◆ Document excerpt
╔══
So, is that showing off or being a helpful member ???

On iPhone using Tapacrap


----------



## Zed23

It wasn't what you said that annoyed me wheel!

Sent from my iPhone using Tapatalk


----------



## aquazi

Wow this really kicked off over a front grill.

My opinion is i have basic car diy skills... I wanted to fit footwell lights... Which i thought would be the limit of my ability.... Wouldnt dream of trying the door lights!

Met 1wheel he showed off his puddle and door lights... Which motivated me to give it a go... And i managed it!

1wheel is a top bloke.. Knows his stuff and def is one of the most helpful ppl here.

Sent from my iPhone 5s using Tapatalk


----------



## ZephyR2

Hi, Henry Kissinger just stepping in here ....
1wheel has given loads of really helpful advice of late to lots of forum members and I get the impression that he just wants to help others successfully tackle jobs themselves. 
You're not to know that as a new member Zed and don't be put off by some of the some of the comments, but don't jump in with judgements too early.
I can quite see that for 20 quid its worth paying someone to do a job if you don't have the tools, facilities or know how. A few basic tools would cost you more than that.
╚══
◆ Complete the following
1: In the forum thread, what did aquazi originally want to fit?
2: Reproduce word for word the passage of the forum thread that begins at the words "It wasn't what" and stops after "the door lights!".

◆ Provided material
╔══
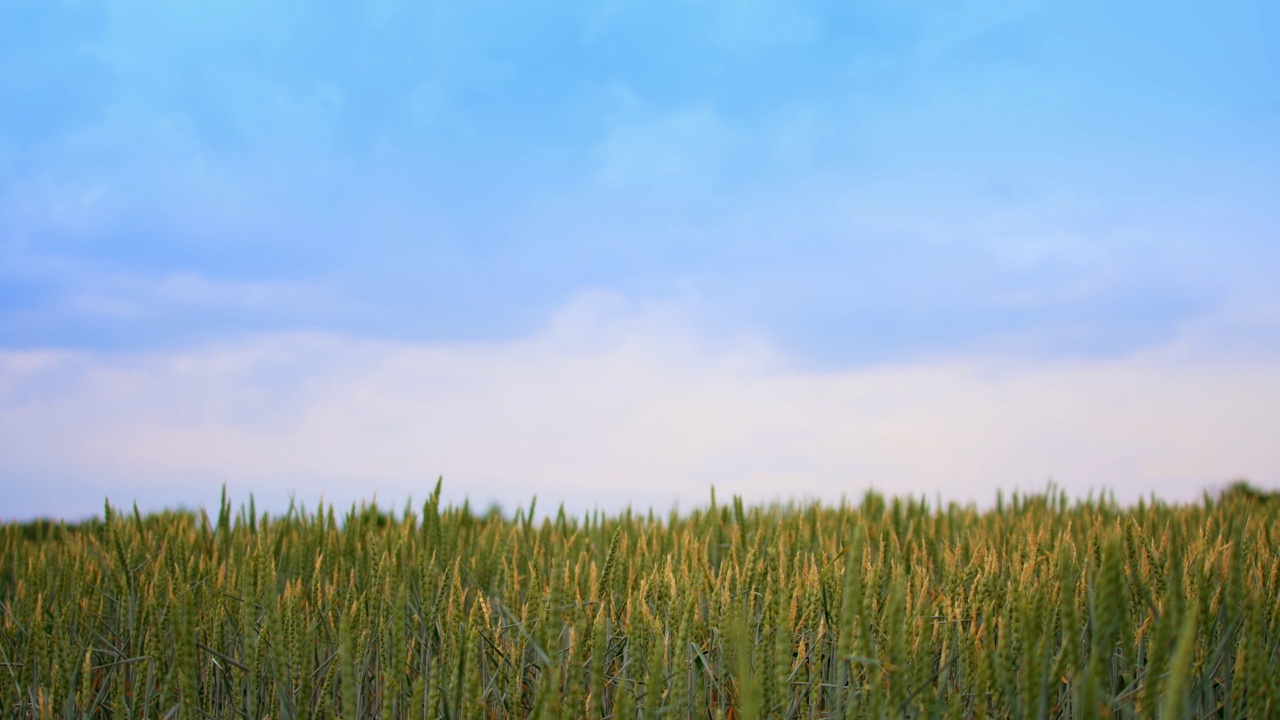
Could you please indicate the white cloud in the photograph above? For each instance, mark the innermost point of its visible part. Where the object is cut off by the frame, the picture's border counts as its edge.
╚══
◆ Outputs in order
1: Footwell lights.

2:
It wasn't what you said that annoyed me wheel!

Sent from my iPhone using Tapatalk


----------



## aquazi

Wow this really kicked off over a front grill.

My opinion is i have basic car diy skills... I wanted to fit footwell lights... Which i thought would be the limit of my ability.... Wouldnt dream of trying the door lights!